(Data excerpts)
◆ ◆ ◆ ◆ ◆ ◆ ◆

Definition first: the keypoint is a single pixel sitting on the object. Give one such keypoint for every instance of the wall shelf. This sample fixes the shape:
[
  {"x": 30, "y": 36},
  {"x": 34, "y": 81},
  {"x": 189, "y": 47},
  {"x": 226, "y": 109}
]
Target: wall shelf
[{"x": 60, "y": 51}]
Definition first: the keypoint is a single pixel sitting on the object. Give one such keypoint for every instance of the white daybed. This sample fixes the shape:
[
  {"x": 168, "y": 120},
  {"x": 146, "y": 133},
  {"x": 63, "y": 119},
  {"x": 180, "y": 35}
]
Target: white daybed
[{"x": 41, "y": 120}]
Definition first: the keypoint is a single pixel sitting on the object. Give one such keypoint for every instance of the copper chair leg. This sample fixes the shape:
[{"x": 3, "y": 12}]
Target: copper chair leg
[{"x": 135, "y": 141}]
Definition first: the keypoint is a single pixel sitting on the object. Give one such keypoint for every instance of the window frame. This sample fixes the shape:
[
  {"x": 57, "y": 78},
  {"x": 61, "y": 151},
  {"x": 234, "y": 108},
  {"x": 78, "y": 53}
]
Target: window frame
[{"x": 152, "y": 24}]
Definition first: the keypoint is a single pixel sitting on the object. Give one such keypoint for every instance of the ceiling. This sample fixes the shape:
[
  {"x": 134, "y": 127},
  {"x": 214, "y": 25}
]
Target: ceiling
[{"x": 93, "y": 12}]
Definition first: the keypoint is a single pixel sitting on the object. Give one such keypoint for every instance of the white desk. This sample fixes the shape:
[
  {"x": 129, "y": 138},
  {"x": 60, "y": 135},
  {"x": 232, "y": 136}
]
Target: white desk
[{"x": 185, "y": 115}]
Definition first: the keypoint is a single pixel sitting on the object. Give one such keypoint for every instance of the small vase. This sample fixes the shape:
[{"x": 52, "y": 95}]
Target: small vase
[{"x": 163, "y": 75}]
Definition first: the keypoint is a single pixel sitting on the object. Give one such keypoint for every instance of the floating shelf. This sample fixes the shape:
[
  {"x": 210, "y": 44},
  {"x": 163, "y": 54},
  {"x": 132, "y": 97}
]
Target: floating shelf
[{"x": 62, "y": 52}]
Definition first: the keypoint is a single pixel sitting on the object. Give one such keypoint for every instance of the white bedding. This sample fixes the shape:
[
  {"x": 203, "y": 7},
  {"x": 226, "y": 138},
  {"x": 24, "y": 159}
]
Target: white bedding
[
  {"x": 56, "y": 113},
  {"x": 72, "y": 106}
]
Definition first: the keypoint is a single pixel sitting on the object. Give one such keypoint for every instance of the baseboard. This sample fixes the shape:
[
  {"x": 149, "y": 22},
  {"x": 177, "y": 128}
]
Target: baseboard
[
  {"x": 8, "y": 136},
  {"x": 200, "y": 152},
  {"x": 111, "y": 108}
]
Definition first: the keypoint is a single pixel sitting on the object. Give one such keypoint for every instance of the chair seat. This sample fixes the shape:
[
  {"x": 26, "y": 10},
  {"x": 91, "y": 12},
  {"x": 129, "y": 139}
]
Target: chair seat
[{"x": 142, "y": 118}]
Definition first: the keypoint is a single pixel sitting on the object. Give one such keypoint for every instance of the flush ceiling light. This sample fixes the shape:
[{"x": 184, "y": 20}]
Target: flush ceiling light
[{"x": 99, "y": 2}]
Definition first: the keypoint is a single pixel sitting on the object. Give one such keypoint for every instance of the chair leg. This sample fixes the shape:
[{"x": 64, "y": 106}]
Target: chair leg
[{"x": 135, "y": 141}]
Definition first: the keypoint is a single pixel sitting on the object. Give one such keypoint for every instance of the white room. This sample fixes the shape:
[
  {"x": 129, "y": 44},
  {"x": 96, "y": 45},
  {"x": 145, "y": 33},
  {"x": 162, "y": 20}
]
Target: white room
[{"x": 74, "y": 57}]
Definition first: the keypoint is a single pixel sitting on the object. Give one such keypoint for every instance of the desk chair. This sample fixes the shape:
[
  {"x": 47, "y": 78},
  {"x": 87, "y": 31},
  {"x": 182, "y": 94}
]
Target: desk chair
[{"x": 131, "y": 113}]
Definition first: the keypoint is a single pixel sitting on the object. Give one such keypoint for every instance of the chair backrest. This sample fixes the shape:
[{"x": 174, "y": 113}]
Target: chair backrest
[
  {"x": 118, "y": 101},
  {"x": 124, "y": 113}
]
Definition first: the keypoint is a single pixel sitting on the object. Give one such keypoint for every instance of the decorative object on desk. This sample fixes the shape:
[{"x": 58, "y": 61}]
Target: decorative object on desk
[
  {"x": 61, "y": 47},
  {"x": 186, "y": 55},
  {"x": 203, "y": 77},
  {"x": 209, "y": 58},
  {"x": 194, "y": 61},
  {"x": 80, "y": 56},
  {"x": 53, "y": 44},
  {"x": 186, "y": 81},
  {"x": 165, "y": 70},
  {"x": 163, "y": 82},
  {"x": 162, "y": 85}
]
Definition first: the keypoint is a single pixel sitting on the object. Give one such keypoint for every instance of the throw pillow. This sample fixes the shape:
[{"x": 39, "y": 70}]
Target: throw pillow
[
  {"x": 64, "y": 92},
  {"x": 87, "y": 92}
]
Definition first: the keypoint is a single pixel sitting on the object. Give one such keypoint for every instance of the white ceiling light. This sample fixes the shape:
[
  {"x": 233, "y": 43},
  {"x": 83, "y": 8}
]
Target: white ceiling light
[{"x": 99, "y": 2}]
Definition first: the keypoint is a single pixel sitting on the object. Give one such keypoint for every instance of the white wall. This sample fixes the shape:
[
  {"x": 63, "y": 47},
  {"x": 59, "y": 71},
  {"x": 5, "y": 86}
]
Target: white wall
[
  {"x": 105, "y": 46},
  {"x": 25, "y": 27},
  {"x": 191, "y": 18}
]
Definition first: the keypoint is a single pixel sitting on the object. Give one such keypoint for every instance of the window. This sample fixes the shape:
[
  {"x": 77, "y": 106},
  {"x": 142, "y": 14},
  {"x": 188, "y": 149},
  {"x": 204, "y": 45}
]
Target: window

◆ ◆ ◆ ◆ ◆ ◆ ◆

▶ [AIM OF THE TASK] Output each line of the entries exactly, so that nothing is lost.

▶ [RESPONSE FOR THIS EXERCISE]
Definition first: the keypoint is a single pixel sitting on the object. Give one such keypoint for every instance of the wall shelf. This sample fixes the shape:
[
  {"x": 30, "y": 36},
  {"x": 34, "y": 81},
  {"x": 189, "y": 47},
  {"x": 226, "y": 109}
]
Target: wall shelf
[{"x": 60, "y": 51}]
Definition first: the keypoint is a single pixel sitting on the object. Give one such keypoint for every instance of the white daybed. This sample fixes the shape:
[
  {"x": 168, "y": 120},
  {"x": 146, "y": 133},
  {"x": 63, "y": 119},
  {"x": 180, "y": 35}
]
Target: white daybed
[{"x": 41, "y": 120}]
Definition first: the keypoint is a single pixel sitting on the object. Give one such keypoint for every instance of the copper chair leg. This sample fixes the shape:
[{"x": 3, "y": 12}]
Target: copper chair leg
[{"x": 135, "y": 141}]
Definition first: the keypoint is a single pixel sitting on the object. Give one such keypoint for every instance of the window frame. This sample fixes the shape:
[
  {"x": 57, "y": 78},
  {"x": 61, "y": 151},
  {"x": 234, "y": 108},
  {"x": 78, "y": 53}
]
Target: window frame
[{"x": 152, "y": 24}]
Definition first: the keypoint is a single pixel sitting on the object. Give one such keypoint for every instance of the ceiling. This sample fixes the shape:
[
  {"x": 134, "y": 127},
  {"x": 214, "y": 25}
]
Target: ceiling
[{"x": 93, "y": 12}]
Definition first: the keypoint is a single pixel sitting on the object. Give one such keypoint for every instance of the white desk. This sample fixes the shape:
[
  {"x": 129, "y": 138},
  {"x": 60, "y": 135},
  {"x": 232, "y": 136}
]
Target: white desk
[{"x": 185, "y": 115}]
Definition first: the keypoint is a single pixel sitting on the object. Give one such keypoint for every instance of the small vase. This sample fixes the shape:
[{"x": 52, "y": 95}]
Target: small vase
[{"x": 163, "y": 75}]
Definition first: the keypoint is a single pixel sitting on the object. Give one such keypoint for every instance of the floating shelf. This sample fixes the shape:
[
  {"x": 210, "y": 44},
  {"x": 163, "y": 54},
  {"x": 132, "y": 97}
]
Target: floating shelf
[{"x": 62, "y": 52}]
Definition first: the keypoint is a single pixel sitting on the object. Give one such keypoint for every instance of the white bedding. This sample fixes the shape:
[
  {"x": 203, "y": 7},
  {"x": 226, "y": 138},
  {"x": 24, "y": 159}
]
Target: white bedding
[
  {"x": 56, "y": 113},
  {"x": 72, "y": 106}
]
Definition first: the keypoint is a single pixel sitting on the object. Give one such keypoint for every instance of the baseboard. This sample fixes the shape:
[
  {"x": 149, "y": 22},
  {"x": 177, "y": 128}
]
Target: baseboard
[
  {"x": 8, "y": 136},
  {"x": 200, "y": 152},
  {"x": 111, "y": 108}
]
Definition first: the keypoint is a single pixel sitting on the object. Give one such keypoint for every instance of the chair seat. This sample fixes the shape:
[
  {"x": 26, "y": 10},
  {"x": 91, "y": 12},
  {"x": 129, "y": 139}
]
Target: chair seat
[{"x": 142, "y": 118}]
Definition first: the keypoint is a single pixel sitting on the object. Give one such keypoint for every instance of the flush ceiling light. This sample fixes the shape:
[{"x": 184, "y": 20}]
Target: flush ceiling light
[{"x": 99, "y": 2}]
Definition first: the keypoint is a single pixel sitting on the object. Give one such keypoint for every instance of the chair leg. This sample fixes the shape:
[{"x": 64, "y": 106}]
Target: chair leg
[{"x": 135, "y": 141}]
Definition first: the keypoint is a single pixel sitting on the object. Give one such keypoint for every instance of the white room. This sample fixes the shape:
[
  {"x": 129, "y": 44},
  {"x": 96, "y": 45},
  {"x": 145, "y": 33},
  {"x": 162, "y": 20}
]
Target: white room
[{"x": 74, "y": 57}]
Definition first: the keypoint is a single pixel sitting on the object. Give one such keypoint for every instance of the desk chair. This sample fixes the shape:
[
  {"x": 47, "y": 78},
  {"x": 87, "y": 31},
  {"x": 182, "y": 94}
]
Target: desk chair
[{"x": 131, "y": 113}]
Definition first: the keypoint is a single pixel sitting on the object. Give one such keypoint for every instance of the chair backrest. This sample fixes the shape:
[{"x": 174, "y": 113}]
Target: chair backrest
[
  {"x": 118, "y": 101},
  {"x": 124, "y": 113}
]
Definition first: the keypoint is a single pixel sitting on the object. Give one such keypoint for every instance of the decorative object on desk. This sample fixes the shape:
[{"x": 58, "y": 61}]
Target: decorative object on desk
[
  {"x": 61, "y": 47},
  {"x": 186, "y": 55},
  {"x": 203, "y": 77},
  {"x": 209, "y": 58},
  {"x": 194, "y": 61},
  {"x": 80, "y": 56},
  {"x": 53, "y": 44},
  {"x": 186, "y": 81},
  {"x": 165, "y": 70},
  {"x": 163, "y": 82},
  {"x": 162, "y": 85}
]
Definition first: the keypoint is a single pixel sitting on the object. Give one such keypoint for every instance of the throw pillow. This sample fixes the shape:
[{"x": 39, "y": 70}]
Target: throw pillow
[
  {"x": 64, "y": 92},
  {"x": 87, "y": 92}
]
Definition first: the keypoint is a single pixel sitting on the object. Give one such keypoint for every instance of the white ceiling light. This sample fixes the shape:
[
  {"x": 233, "y": 43},
  {"x": 83, "y": 8}
]
Target: white ceiling light
[{"x": 99, "y": 2}]
Definition first: the keypoint is a single pixel sitting on the object. Give one such keypoint for every instance of the white wall. This sample fixes the shape:
[
  {"x": 63, "y": 47},
  {"x": 59, "y": 71},
  {"x": 5, "y": 86}
]
Target: white wall
[
  {"x": 105, "y": 46},
  {"x": 25, "y": 27},
  {"x": 191, "y": 18}
]
Definition first: the keypoint is a single pixel sitting on the object. Give one such keypoint for every instance of the window. This sample fixes the shape:
[
  {"x": 77, "y": 106},
  {"x": 142, "y": 14},
  {"x": 188, "y": 149},
  {"x": 204, "y": 45}
]
Target: window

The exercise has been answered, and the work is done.